INPUT ROWS:
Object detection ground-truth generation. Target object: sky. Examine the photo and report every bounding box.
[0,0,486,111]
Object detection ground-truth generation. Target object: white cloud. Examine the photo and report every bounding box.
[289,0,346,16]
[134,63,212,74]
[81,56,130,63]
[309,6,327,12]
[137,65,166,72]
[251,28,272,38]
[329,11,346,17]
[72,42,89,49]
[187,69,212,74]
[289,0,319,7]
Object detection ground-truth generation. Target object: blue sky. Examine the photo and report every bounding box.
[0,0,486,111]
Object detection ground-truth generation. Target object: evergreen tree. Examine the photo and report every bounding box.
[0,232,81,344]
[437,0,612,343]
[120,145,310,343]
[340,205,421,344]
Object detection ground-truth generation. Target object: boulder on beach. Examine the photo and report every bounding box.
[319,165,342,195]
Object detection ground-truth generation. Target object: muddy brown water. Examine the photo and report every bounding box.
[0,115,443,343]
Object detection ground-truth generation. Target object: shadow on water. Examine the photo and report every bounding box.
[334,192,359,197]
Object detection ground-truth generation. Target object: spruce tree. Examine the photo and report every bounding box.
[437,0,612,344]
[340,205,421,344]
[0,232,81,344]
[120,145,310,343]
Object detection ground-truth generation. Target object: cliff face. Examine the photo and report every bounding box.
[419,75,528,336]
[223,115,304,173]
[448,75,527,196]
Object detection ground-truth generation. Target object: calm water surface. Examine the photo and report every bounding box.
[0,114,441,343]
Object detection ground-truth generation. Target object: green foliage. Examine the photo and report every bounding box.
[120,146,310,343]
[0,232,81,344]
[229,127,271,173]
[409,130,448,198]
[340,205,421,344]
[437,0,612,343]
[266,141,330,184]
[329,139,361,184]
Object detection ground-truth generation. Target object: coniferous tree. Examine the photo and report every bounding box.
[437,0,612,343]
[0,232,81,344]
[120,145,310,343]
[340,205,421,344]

GOAL: Can you turn all of the entries above into a numbered list, leaving out any blank lines?

EXERCISE RESPONSE:
1. Object detection ground-truth generation. Target object: sky. Examine the photo and report every bounding box.
2. [0,0,486,111]
3. Object detection ground-truth generation. Target object: white cloud. Examine the photo and report every bounding box.
4. [289,0,346,16]
5. [134,63,212,74]
6. [81,56,130,63]
7. [309,6,327,12]
8. [137,65,166,72]
9. [251,28,272,38]
10. [329,11,346,17]
11. [72,42,89,49]
12. [187,69,212,74]
13. [289,0,319,7]
14. Object detection ground-truth generation. Target object: blue sky. Examine the photo and report every bounding box.
15. [0,0,486,111]
16. Object detection ground-truth generation. Target object: evergreen tree. Examine the photo and report every bounding box.
17. [0,232,81,344]
18. [437,0,612,343]
19. [120,145,310,343]
20. [340,205,421,344]
21. Object detection ground-truth generation. Target object: boulder on beach. Examine the photo and report every bounding box.
22. [319,165,342,195]
23. Object detection ground-truth generation. Target object: muddy brown water. Examine the photo and report every bounding box.
24. [0,115,443,343]
25. Object detection ground-truth generation. Target object: shadow on water. Examine the photo and report every bounding box.
26. [334,192,359,197]
27. Object detection ground-truth generation. Target object: spruce tree. Examine the photo and report every bounding box.
28. [437,0,612,344]
29. [340,205,421,344]
30. [0,232,81,344]
31. [120,145,310,343]
32. Object detection ground-truth generation. Target object: cliff face. Examine the photo and report every bounding box.
33. [419,75,528,336]
34. [223,115,304,173]
35. [448,75,527,196]
36. Object detection ground-truth generation. Target object: calm water surface. Examine the photo and report every bounding box.
37. [0,114,441,343]
38. Object detection ground-truth generation. Target object: green foliage. Examine the photo and report every bounding box.
39. [120,146,310,343]
40. [0,232,81,344]
41. [229,127,271,173]
42. [409,130,448,198]
43. [340,205,421,344]
44. [437,0,612,343]
45. [266,141,330,184]
46. [329,139,361,184]
47. Object detection ground-truth generation. Target object: coniferous tree. Examine the photo and report every bounding box.
48. [437,0,612,343]
49. [0,232,81,344]
50. [120,145,310,343]
51. [340,205,421,344]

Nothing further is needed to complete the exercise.